ENTRIES SHOWN -

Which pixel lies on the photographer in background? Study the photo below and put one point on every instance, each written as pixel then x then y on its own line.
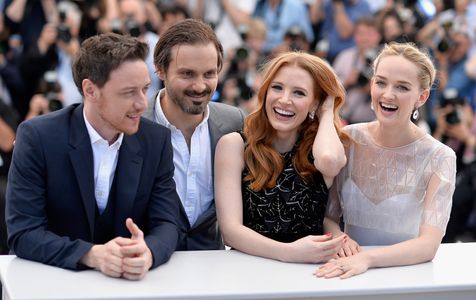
pixel 8 122
pixel 132 20
pixel 294 40
pixel 57 45
pixel 48 98
pixel 239 72
pixel 451 54
pixel 353 67
pixel 456 127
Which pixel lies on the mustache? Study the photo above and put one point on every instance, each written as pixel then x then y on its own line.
pixel 203 93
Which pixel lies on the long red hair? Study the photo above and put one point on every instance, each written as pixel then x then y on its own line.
pixel 264 163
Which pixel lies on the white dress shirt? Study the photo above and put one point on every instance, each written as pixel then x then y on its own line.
pixel 193 169
pixel 105 162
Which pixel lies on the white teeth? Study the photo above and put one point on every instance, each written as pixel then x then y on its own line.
pixel 389 106
pixel 283 112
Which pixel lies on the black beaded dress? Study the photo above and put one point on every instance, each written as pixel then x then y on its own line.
pixel 292 209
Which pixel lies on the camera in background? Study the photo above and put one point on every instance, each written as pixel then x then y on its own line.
pixel 130 26
pixel 64 33
pixel 51 88
pixel 450 96
pixel 367 72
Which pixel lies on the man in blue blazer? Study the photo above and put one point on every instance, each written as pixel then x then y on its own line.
pixel 91 185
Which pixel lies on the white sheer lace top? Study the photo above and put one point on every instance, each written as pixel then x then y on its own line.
pixel 385 194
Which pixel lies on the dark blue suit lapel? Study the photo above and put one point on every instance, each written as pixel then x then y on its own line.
pixel 82 160
pixel 128 172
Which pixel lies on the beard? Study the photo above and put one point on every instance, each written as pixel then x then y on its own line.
pixel 197 107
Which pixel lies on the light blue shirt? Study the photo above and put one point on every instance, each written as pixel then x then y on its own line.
pixel 193 169
pixel 278 21
pixel 105 163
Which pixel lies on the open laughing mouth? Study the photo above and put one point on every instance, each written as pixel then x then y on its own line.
pixel 283 113
pixel 388 107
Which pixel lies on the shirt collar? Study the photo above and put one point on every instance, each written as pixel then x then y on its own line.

BRIEF - Everything in the entries above, apart from the images, should be printed exactly.

OUTPUT OF THE TASK -
Which pixel lies on the photographer in background? Study the photo below and put one point on every instance, each written as pixel then x then y on its own line.
pixel 8 122
pixel 132 20
pixel 294 40
pixel 57 45
pixel 48 98
pixel 239 72
pixel 451 54
pixel 353 67
pixel 456 127
Which pixel lies on the mustache? Study the photo above and put one point on every instance, each written as pixel then x then y on its own line.
pixel 203 93
Which pixel lies on the long red hair? Study the photo above and put one point on every instance, each written as pixel then x then y on its own line.
pixel 264 163
Which pixel lies on the white dress shirt? Study the photo above and put one point on every instance, each written as pixel then x then y on its own line.
pixel 193 169
pixel 105 162
Which pixel lies on the white teeth? Study the photo above and put one point on every instance, each written as pixel then x then y on its own line.
pixel 389 106
pixel 283 112
Which pixel lies on the black beaded dress? Study the photo above and put one point on every instance, each written as pixel then x then y on its own line.
pixel 292 209
Which pixel lies on the camera in background? Study the photo above and put one point on every instance, each written as pixel then x then y on its own line.
pixel 130 26
pixel 64 33
pixel 51 88
pixel 450 96
pixel 367 72
Which pixel lies on the man in blue blazer? Study the photo above and put one point on every instance, each written as pixel then x then y on its own line.
pixel 91 185
Which pixel lies on the white sheer lace top? Study the photo above and put one point on every instance, each written as pixel then x then y on its own line.
pixel 385 194
Which pixel lies on the dark blue suit lapel? Study the photo above and put one point on every instance, each written as pixel then x then y on its own line.
pixel 82 160
pixel 128 172
Which pixel lies on the beard? Study the photo above and put one point on every instance, each written as pixel then x then y on its own line.
pixel 197 107
Which pixel lies on the light blue shirt? Study the photo above and put one point on every instance, each written as pixel then x then y on its own line.
pixel 193 169
pixel 278 21
pixel 105 163
Which pixel lies on the open laughing mouth? Study the photo above and put one point on every instance, each written as pixel then x then y on its own line.
pixel 283 113
pixel 388 107
Which pixel lies on the shirt collar? Study the photo above and put one point on every instance, each written as pixel then x then y on its own line.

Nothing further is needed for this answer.